◆ **Raw records**
◇ ◇ ◇ ◇
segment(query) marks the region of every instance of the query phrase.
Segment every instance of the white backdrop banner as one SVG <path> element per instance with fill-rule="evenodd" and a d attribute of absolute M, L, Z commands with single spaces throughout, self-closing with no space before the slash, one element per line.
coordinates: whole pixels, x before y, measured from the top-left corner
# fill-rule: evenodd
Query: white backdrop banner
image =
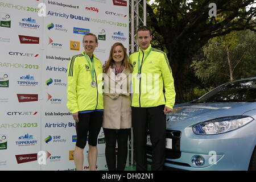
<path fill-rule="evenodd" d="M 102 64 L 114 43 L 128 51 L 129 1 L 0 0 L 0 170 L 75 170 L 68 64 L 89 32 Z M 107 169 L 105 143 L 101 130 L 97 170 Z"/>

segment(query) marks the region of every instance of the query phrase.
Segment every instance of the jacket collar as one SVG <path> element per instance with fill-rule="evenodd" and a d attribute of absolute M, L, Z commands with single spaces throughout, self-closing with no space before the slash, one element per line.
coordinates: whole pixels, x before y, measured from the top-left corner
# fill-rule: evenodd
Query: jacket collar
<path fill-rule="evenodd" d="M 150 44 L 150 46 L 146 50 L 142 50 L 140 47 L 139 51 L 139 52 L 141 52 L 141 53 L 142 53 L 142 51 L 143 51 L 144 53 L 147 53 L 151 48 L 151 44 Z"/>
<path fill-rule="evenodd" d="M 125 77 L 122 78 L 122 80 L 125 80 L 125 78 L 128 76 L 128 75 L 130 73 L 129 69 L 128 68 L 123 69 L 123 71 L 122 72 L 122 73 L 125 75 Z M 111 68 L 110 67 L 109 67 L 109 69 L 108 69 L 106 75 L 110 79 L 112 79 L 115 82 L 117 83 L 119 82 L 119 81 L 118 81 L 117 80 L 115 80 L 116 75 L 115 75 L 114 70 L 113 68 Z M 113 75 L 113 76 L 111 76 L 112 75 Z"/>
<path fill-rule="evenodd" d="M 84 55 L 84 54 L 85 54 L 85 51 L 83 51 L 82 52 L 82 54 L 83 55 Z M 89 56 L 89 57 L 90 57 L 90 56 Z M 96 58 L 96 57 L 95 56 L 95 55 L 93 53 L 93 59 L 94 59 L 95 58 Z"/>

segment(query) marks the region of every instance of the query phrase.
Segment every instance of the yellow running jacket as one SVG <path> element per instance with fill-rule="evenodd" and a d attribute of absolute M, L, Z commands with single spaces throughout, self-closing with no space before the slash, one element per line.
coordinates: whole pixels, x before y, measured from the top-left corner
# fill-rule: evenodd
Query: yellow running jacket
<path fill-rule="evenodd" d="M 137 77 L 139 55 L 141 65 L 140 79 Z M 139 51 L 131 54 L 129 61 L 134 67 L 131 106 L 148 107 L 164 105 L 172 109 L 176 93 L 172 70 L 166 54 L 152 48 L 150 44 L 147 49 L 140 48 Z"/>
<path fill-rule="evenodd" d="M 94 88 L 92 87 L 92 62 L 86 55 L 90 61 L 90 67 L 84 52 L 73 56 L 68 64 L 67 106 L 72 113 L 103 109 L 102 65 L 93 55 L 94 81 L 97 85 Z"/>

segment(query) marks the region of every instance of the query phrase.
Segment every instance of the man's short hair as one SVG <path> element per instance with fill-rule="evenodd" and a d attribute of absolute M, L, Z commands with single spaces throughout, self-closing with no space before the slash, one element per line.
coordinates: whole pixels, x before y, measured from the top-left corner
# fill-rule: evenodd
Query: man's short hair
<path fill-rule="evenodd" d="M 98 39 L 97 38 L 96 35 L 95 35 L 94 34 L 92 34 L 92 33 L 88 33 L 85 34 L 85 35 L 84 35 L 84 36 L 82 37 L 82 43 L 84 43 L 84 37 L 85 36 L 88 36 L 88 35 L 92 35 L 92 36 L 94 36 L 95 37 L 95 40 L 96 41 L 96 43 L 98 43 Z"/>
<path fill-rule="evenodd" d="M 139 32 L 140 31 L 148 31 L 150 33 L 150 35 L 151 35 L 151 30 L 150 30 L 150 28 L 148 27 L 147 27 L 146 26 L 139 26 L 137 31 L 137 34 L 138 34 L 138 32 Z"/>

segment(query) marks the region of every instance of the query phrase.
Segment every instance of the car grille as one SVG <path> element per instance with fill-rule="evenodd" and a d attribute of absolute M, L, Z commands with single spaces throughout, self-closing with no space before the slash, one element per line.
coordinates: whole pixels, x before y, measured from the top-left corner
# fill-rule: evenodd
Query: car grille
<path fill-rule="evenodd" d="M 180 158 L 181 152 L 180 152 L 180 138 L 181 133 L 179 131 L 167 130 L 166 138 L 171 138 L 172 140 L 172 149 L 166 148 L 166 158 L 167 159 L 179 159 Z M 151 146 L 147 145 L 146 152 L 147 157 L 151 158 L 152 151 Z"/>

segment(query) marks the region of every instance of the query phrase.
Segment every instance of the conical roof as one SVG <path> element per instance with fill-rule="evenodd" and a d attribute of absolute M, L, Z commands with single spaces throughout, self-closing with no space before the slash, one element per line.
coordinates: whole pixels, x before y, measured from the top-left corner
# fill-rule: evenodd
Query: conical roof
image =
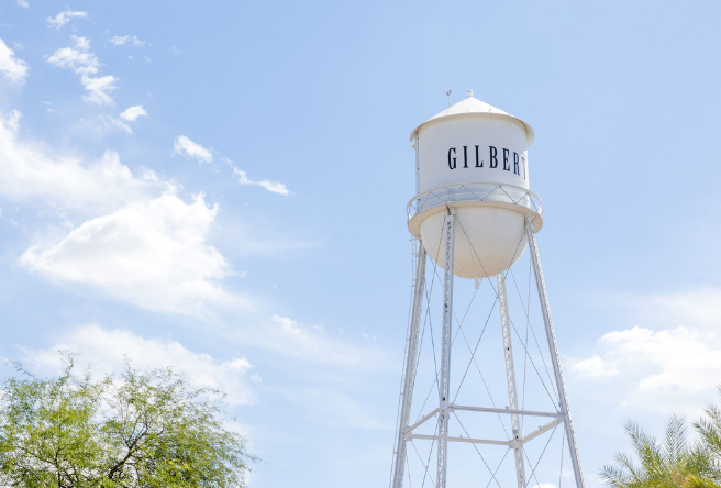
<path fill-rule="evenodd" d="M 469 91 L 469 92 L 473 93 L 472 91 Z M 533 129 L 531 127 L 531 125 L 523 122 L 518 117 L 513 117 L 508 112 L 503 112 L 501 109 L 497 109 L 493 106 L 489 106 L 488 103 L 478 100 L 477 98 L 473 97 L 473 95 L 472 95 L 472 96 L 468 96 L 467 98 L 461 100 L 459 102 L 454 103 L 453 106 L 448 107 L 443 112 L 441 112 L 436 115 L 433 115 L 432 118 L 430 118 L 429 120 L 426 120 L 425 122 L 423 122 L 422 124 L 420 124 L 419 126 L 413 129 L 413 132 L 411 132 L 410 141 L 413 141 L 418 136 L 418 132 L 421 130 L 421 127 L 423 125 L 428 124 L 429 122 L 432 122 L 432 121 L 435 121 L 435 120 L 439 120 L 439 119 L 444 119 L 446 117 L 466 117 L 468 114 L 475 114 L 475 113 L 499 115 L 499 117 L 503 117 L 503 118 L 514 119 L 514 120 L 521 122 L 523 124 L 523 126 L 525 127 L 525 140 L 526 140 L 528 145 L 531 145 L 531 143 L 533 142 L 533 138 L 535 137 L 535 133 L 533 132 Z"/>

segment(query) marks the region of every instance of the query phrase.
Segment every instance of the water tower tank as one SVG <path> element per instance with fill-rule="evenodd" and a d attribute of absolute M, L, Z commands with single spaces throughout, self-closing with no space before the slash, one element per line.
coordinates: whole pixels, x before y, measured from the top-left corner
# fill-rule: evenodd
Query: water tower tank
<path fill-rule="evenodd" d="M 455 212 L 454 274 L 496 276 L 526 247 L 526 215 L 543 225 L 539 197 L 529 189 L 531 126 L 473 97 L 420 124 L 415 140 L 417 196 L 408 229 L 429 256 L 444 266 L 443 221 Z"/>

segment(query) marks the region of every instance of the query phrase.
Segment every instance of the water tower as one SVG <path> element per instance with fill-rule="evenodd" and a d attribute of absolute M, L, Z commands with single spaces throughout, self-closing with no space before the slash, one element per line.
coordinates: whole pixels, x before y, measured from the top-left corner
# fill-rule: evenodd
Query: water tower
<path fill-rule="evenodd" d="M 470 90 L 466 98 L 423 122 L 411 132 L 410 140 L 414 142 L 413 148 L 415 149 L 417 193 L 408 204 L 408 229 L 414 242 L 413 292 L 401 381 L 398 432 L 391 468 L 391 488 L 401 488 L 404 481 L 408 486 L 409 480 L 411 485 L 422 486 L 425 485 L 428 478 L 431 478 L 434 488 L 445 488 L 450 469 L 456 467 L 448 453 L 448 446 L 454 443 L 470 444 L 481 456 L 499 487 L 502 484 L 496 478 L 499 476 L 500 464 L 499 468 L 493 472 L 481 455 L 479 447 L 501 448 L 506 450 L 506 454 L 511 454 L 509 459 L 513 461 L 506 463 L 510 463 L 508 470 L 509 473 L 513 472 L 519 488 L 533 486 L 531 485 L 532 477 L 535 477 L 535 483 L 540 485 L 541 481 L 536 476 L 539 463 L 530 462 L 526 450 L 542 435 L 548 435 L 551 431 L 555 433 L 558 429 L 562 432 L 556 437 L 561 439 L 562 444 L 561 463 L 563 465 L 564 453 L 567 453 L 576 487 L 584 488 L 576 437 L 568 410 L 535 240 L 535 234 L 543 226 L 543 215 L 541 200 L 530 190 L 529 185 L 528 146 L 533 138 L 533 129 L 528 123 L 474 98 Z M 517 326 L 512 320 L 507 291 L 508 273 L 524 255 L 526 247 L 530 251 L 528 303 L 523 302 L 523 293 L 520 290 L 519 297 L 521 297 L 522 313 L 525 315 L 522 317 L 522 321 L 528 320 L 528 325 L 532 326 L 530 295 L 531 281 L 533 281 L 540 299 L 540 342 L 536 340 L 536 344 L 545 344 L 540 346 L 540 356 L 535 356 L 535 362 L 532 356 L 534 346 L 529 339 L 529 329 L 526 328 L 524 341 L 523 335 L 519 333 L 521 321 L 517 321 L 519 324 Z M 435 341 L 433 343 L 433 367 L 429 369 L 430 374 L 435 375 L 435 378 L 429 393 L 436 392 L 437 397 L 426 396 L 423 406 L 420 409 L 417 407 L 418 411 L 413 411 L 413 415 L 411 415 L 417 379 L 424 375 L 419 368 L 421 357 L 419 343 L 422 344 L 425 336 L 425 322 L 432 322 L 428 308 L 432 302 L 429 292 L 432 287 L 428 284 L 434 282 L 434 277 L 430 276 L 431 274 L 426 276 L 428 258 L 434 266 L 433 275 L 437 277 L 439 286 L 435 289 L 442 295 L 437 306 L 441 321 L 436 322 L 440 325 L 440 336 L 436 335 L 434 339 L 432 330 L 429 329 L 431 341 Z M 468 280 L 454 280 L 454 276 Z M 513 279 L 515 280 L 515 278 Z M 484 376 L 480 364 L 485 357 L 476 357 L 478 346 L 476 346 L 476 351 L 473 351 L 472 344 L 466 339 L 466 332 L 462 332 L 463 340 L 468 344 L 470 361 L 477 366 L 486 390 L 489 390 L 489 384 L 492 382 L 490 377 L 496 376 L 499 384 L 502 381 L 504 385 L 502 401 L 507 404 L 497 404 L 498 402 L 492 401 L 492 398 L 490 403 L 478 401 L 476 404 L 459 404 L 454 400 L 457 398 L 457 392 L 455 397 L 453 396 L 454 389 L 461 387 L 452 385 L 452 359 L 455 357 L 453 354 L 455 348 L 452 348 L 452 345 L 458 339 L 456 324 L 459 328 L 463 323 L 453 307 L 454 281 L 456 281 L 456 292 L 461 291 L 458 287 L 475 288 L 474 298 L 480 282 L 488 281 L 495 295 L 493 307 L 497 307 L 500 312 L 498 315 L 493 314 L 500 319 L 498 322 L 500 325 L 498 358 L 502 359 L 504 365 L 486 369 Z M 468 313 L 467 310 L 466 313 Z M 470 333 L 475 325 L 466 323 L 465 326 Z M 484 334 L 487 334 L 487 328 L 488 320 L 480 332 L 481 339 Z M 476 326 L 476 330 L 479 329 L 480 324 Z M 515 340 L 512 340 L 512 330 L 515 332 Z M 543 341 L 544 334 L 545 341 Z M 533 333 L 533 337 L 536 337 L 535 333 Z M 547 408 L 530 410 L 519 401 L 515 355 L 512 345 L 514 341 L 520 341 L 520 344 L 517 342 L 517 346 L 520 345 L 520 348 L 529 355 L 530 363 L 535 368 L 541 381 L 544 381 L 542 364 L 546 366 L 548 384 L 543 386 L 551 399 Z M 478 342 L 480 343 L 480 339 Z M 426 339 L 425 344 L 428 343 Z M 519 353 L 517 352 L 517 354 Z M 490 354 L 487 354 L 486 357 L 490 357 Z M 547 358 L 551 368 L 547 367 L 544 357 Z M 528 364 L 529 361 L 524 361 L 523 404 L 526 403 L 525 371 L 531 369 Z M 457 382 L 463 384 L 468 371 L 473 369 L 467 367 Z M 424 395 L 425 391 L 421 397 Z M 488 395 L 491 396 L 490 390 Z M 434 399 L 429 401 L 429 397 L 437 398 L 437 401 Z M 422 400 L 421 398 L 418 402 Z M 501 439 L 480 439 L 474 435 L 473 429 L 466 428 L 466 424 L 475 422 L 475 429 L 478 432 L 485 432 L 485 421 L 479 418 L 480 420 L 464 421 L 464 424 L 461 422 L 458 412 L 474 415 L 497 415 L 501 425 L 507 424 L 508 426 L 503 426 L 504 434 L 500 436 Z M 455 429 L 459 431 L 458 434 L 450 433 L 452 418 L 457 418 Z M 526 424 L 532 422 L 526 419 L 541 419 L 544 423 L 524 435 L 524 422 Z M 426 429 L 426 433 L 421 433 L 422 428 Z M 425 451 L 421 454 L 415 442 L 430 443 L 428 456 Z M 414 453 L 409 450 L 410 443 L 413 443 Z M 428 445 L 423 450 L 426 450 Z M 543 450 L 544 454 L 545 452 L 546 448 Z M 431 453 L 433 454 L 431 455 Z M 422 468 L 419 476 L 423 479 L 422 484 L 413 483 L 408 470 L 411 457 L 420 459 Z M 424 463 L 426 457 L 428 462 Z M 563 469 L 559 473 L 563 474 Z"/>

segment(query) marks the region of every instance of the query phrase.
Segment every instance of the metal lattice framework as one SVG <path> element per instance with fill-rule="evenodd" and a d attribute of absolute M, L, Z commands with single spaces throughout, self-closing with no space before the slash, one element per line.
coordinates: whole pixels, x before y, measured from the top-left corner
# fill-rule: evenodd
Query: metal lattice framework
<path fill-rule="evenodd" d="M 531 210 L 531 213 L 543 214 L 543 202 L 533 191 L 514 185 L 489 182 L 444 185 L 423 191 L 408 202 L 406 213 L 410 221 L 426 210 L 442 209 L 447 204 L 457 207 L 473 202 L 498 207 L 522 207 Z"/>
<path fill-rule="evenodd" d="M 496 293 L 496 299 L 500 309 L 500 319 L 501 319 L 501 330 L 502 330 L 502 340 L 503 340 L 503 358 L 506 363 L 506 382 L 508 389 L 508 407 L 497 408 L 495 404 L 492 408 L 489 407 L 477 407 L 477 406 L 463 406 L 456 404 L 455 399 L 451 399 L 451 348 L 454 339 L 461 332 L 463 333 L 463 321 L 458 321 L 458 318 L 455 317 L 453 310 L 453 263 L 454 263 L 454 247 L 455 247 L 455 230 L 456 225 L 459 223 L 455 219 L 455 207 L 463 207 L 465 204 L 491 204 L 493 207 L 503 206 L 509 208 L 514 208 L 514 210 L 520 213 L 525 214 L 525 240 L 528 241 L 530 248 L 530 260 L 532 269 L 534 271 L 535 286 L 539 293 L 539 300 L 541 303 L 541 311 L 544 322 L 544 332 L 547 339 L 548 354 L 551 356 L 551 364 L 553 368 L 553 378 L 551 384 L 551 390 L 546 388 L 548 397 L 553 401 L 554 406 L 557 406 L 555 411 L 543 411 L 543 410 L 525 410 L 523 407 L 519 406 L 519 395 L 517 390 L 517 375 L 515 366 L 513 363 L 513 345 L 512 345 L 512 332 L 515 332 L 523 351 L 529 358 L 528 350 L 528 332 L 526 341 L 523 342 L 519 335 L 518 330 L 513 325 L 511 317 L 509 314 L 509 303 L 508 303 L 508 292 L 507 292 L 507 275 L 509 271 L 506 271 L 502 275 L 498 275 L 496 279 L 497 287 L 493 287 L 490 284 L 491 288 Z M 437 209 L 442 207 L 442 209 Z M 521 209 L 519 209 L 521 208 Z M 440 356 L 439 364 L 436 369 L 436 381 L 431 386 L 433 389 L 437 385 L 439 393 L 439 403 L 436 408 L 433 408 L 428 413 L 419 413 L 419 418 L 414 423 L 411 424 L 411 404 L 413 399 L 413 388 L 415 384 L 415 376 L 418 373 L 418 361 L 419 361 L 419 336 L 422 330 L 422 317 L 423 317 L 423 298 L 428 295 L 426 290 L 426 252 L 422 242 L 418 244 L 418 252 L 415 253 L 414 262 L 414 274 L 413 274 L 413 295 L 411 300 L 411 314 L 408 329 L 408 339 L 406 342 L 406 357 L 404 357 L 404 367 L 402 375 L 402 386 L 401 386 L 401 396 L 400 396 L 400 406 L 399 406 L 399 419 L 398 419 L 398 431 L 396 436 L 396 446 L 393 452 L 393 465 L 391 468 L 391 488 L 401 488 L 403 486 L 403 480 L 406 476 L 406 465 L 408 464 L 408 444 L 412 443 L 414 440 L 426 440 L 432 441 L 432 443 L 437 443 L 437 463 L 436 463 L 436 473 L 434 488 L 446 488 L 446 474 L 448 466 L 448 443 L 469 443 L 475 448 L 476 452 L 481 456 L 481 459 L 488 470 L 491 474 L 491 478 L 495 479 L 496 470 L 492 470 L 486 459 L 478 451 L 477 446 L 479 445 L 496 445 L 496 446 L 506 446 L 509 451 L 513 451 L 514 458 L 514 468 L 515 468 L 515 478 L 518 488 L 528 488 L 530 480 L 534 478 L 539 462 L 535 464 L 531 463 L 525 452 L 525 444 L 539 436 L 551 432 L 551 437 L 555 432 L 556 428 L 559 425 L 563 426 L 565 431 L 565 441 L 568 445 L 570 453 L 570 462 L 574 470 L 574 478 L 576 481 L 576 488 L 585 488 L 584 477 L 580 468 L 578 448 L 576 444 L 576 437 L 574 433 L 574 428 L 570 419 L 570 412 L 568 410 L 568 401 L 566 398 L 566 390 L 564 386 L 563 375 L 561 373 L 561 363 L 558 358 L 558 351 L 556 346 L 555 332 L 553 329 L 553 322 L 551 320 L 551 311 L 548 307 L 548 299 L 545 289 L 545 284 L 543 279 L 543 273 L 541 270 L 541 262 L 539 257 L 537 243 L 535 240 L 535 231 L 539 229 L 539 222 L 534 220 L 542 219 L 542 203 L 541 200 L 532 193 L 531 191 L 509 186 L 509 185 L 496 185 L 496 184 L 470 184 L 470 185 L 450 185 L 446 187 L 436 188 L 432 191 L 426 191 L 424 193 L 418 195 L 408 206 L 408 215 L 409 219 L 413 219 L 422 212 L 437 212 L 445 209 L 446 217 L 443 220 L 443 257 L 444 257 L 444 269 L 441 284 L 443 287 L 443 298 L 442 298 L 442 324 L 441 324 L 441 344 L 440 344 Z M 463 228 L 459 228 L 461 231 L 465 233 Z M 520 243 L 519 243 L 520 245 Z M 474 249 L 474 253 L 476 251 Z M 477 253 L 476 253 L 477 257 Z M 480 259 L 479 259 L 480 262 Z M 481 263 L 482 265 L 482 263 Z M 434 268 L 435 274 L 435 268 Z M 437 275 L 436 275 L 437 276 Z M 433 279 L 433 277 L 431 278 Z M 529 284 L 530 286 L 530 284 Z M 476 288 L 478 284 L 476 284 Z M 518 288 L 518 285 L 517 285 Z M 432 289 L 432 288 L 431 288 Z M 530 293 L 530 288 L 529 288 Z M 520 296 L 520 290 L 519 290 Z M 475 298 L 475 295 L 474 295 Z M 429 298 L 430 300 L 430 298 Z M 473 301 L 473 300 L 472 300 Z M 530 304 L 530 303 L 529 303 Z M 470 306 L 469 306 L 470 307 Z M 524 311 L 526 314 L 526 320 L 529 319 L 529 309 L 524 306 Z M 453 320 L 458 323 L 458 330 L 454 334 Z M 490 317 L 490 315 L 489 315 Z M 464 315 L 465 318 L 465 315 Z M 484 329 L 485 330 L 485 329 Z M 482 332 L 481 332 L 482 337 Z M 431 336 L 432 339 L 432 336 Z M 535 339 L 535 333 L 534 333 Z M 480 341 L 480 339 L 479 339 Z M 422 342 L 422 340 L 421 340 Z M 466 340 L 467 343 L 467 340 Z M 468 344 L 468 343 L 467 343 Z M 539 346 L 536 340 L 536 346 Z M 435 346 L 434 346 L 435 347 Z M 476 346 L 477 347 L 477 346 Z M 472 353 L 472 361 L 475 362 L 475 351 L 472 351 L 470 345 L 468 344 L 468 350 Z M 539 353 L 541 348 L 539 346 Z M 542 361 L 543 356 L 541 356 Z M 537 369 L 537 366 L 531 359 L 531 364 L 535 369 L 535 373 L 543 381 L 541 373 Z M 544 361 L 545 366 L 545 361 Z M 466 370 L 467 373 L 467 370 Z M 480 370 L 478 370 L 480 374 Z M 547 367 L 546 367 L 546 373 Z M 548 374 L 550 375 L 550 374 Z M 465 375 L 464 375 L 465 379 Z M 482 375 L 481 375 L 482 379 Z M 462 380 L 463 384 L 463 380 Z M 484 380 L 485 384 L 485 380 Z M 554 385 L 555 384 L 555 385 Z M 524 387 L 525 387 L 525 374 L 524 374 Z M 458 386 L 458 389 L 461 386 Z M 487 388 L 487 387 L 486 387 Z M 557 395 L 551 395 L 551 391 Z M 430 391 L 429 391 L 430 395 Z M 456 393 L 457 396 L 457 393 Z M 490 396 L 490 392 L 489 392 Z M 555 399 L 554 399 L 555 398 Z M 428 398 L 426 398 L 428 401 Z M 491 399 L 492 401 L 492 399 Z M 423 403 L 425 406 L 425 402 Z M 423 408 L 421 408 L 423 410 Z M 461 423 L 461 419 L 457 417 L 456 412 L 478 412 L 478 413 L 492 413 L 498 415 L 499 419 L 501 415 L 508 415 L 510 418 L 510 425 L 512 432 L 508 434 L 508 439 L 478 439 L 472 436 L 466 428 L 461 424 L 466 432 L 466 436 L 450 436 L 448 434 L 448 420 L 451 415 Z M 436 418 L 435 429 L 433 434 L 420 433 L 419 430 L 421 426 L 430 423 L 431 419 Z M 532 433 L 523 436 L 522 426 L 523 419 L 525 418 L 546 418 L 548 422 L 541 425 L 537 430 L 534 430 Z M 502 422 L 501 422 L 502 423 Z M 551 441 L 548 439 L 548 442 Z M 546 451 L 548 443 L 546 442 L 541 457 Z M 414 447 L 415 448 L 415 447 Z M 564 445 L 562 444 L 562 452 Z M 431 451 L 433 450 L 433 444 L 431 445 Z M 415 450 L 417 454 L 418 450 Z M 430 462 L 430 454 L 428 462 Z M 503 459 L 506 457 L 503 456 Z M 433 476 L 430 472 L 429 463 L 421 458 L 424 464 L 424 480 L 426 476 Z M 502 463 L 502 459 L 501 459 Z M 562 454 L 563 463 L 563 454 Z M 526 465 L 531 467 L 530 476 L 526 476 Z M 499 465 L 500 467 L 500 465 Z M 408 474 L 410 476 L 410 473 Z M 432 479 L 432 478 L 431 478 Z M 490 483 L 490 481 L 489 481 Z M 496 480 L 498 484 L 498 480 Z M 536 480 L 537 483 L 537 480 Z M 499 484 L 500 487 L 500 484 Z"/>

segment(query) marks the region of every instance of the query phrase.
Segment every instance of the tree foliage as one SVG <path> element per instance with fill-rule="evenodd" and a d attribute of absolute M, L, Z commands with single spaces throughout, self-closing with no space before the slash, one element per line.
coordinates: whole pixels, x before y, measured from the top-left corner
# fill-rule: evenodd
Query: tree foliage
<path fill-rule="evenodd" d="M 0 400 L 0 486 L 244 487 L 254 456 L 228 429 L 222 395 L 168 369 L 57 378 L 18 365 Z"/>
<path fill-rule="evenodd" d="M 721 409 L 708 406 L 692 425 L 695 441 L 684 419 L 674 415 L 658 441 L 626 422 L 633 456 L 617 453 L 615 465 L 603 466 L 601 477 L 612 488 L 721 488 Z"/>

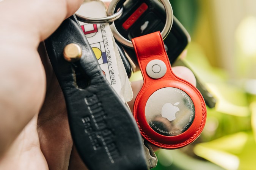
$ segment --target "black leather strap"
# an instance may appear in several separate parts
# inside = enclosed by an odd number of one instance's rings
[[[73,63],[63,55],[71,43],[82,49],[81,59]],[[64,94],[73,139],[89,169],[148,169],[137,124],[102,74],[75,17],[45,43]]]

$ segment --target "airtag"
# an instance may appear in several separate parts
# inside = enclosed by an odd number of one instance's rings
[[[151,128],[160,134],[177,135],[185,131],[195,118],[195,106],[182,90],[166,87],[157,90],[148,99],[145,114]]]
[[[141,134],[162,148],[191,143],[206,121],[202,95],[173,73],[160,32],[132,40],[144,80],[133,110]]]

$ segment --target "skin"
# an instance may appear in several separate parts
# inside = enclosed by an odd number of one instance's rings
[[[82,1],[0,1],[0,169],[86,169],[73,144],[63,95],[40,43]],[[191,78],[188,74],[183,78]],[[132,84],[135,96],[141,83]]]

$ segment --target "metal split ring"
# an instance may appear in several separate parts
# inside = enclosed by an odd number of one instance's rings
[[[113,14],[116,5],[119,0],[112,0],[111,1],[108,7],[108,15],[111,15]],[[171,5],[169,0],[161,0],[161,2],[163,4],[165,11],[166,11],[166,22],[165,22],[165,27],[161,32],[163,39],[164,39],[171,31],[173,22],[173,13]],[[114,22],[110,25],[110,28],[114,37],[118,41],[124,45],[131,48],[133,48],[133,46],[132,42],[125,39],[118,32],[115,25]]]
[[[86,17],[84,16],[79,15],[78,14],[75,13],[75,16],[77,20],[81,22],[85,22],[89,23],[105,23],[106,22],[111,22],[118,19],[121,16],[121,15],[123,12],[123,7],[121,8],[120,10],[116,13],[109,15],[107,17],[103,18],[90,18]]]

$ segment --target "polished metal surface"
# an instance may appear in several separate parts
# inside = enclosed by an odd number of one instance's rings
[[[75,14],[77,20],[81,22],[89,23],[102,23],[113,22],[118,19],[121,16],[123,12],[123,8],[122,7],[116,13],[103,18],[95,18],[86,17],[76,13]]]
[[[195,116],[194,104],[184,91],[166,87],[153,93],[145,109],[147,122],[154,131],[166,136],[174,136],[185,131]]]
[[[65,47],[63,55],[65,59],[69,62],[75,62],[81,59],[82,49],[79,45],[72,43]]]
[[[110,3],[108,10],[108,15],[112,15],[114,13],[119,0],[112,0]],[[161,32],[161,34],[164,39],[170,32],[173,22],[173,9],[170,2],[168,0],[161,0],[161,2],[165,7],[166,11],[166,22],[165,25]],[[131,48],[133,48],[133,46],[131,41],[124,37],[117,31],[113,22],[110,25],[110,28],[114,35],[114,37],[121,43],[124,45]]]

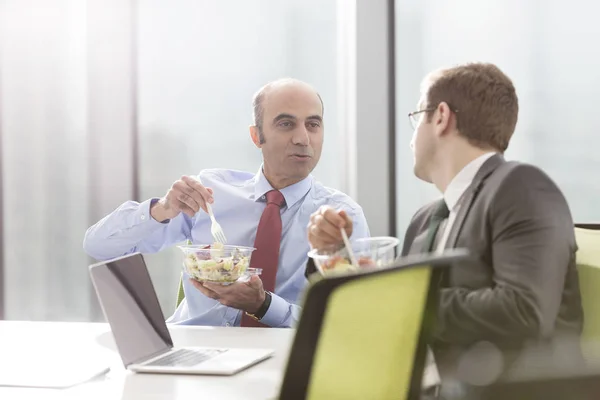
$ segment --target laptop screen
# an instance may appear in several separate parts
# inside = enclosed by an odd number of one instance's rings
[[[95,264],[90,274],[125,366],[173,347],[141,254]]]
◇ ◇ ◇ ◇
◆ **Instructions to follow**
Quote exactly what appears from the line containing "--target laptop screen" through the final line of the listing above, including both of those lines.

◆ **Output of the task**
$ segment --target laptop screen
# an instance may appear in several separate parts
# inside = enclosed by an odd number of one instance's rings
[[[95,264],[90,274],[125,366],[173,347],[141,254]]]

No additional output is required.